**Document excerpt:**
•••

AEM Connector
The AEM Connector indexes content from Adobe Experience Manager (AEM) author and publish instances. It consists of two components: an AEM server-side bundle (OSGi event listeners installed inside AEM) and a connector plugin (Java JAR loaded into dumont-connector.jar).
How It Works
The AEM connector receives indexing requests, then accesses AEM to traverse the content tree, fetch page data, extract tags as facets, and optionally call .model.json for custom attributes.
Three Ways to Trigger Indexing
| Method | How | When to use |
|---|---|---|
| AEM Event Listeners | Install the aem-server OSGi bundle inside AEM — it automatically sends indexing requests when content is published, modified, or deleted | Production — real-time content sync |
| Manual API Call | Send a POST request to /api/v2/aem/index/{source} with a JSON payload containing paths and event type | Development, testing, one-off re-indexing |
| Turing ES Admin Console | Use Enterprise Search → Integration → Indexing Manager to select paths and trigger indexing/deindexing/publishing operations | Operations — selective re-indexing via UI |
Content Discovery Strategies
The AEM connector supports two strategies for discovering content during a full Index All operation:
| Strategy | Property | How it discovers content |
|---|---|---|
| Tree Traversal (default) | dumont.aem.querybuilder=false | Recursively walks the content tree from the root path using infinity.json — follows parent→child relationships |
| QueryBuilder | dumont.aem.querybuilder=true | Uses AEM's native QueryBuilder API (/bin/querybuilder.json) to find all content matching the configured content type in paginated batches |
QueryBuilder Discovery
When enabled, the connector queries the QueryBuilder endpoint instead of walking the tree:
GET http://localhost:4502/bin/querybuilder.json?path=/content/wknd&type=cq:Page&p.hits=slim&p.limit=500&p.offset=0
Each page of discovered paths is immediately processed in parallel using a configurable thread pool — the full path list is never held in memory.
Enable it by adding the following properties to application.yaml or as JVM arguments:
dumont:
aem.querybuilder: true
aem.querybuilder.parallelism: 10 # number of parallel threads (default)
Or via command-line:
java -Ddumont.aem.querybuilder=true -Ddumont.aem.querybuilder.parallelism=10 -jar dumont-connector.jar
QueryBuilder discovery requires a Content Type (e.g., cq:Page) configured in the AEM source. Without it, the command logs a warning and skips processing.
QueryBuilder is recommended for large content trees where recursive traversal is slow. It reduces the number of HTTP round-trips to AEM by discovering all paths in bulk, then fetching content in parallel. For small sites (< 1 000 pages), the default tree traversal is typically sufficient.
The Indexing Flow (Step by Step)
When the connector receives an indexing request (from any of the three triggers), it processes each path as follows:
1. Fetch the Content Node
The connector calls AEM's infinity.json endpoint to get the full JCR node tree:
GET http://localhost:4502/content/wknd/us/en/my-page.infinity.json
This returns the complete node hierarchy as JSON — all properties, child nodes, and metadata. The connector filters out internal nodes (prefixed with jcr:, rep:, cq:).

•••

Items listed in a dataset

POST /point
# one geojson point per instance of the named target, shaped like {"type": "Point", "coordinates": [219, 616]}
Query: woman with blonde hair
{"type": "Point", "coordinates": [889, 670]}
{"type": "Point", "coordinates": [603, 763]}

•••

**Work instructions:**
**A)** On the AEM Connector page, what must be configured in the AEM source for QueryBuilder discovery to work?
**B)** Write out the stretch of the AEM Connector page from "Enable it by" through "parallel threads (default)".
This data comes from a separate source.

**Expected outputs:**
**A)** A Content Type, such as cq:Page.

**B)**
Enable it by adding the following properties to application.yaml or as JVM arguments:
dumont:
aem.querybuilder: true
aem.querybuilder.parallelism: 10 # number of parallel threads (default)